For some reason, I have a hard time remembering names (but never forget
faces), so I often glance at badges to try and remind myself what the person's
name is. It's always a bummer when the badge is flipped around and I can't
tell who it is.

------
pshin45
Remarkable how much the old badge [1] resembles the original Nintendo Game Boy
[2].

[1] [https://ahmetalpbalkan.com/blog/static/images/2014/02/old-
fr...](https://ahmetalpbalkan.com/blog/static/images/2014/02/old-front-
promo.jpg)

[2]
[http://upload.wikimedia.org/wikipedia/commons/c/c6/Nintendo_...](http://upload.wikimedia.org/wikipedia/commons/c/c6/Nintendo_Gameboy.jpg)

------
b2themax
I don't like it. Its look is too reminiscent of Google's design language,
especially their 'circles' in Google+. The look is very soft, while
Microsoft's design language (formerly metro) is much more modern.

Prompt 1: Transcribe the part of the forum thread that begins with the words containing "For some reason, I" and ends with "tell who it is.".
Prompt 2: Decide whether each statement agrees with the forum thread: (a) the first commenter says they often forget faces; (b) pshin45 likens the old badge to the original Nintendo Game Boy; (c) b2themax describes Microsoft's design language as softer than Google's. Answer yes or no for each, quoting the words of the forum thread that decide it.

Raw records:
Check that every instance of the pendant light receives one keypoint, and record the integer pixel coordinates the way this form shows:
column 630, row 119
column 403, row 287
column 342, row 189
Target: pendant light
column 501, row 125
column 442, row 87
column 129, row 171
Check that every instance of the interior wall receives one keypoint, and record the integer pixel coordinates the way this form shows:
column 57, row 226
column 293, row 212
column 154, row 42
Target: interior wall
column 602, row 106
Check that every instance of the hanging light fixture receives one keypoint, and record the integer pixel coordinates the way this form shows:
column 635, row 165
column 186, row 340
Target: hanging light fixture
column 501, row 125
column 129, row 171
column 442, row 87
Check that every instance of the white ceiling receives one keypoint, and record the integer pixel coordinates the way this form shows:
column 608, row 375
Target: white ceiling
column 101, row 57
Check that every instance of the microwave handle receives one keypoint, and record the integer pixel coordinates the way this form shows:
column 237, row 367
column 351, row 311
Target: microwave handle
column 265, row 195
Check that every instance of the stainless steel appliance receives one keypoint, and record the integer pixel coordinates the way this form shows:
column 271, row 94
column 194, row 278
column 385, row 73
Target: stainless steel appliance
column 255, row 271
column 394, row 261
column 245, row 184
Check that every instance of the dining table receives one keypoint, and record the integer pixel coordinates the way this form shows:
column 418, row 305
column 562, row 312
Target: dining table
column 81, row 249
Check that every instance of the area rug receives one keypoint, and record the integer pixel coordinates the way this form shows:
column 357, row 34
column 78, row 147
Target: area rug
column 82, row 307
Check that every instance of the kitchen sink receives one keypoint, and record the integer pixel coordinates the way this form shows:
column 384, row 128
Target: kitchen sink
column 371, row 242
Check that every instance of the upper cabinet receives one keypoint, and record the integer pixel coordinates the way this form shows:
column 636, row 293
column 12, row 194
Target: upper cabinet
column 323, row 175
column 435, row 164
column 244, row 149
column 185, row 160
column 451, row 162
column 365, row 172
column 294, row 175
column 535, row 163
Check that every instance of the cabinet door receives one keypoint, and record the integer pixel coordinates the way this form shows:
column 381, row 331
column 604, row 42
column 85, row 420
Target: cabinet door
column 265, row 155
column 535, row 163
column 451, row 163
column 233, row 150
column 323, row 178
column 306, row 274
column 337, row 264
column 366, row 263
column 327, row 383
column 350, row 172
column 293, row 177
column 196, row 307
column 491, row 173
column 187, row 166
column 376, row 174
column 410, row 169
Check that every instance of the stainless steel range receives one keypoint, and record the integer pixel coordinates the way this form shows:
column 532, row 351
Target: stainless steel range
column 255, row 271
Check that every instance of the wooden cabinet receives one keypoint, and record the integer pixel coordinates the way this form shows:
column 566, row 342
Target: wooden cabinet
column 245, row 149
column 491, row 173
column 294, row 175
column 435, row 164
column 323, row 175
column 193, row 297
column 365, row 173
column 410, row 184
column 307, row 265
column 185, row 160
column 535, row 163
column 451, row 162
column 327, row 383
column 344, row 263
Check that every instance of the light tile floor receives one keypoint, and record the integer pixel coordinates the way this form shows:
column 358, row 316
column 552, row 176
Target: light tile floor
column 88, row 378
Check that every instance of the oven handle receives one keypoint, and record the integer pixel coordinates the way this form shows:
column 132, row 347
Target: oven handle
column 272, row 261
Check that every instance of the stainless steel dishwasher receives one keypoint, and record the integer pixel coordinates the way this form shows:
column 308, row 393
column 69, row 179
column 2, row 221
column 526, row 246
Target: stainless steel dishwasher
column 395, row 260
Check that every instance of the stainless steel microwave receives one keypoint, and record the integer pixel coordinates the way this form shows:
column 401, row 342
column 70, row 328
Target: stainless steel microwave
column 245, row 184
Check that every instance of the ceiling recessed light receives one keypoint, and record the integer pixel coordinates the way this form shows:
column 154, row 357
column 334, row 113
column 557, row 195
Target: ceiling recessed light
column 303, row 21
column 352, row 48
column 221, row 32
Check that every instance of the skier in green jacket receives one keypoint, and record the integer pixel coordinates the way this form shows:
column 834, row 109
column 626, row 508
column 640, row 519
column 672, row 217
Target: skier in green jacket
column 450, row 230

Exercise output 1:
For some reason, I have a hard time remembering names (but never forget
faces), so I often glance at badges to try and remind myself what the person's
name is. It's always a bummer when the badge is flipped around and I can't
tell who it is.

Exercise output 2:
(a) No: "but never forget faces"
(b) Yes: "Remarkable how much the old badge [1] resembles the original Nintendo Game Boy"
(c) No: "The look is very soft, while Microsoft's design language (formerly metro) is much more modern."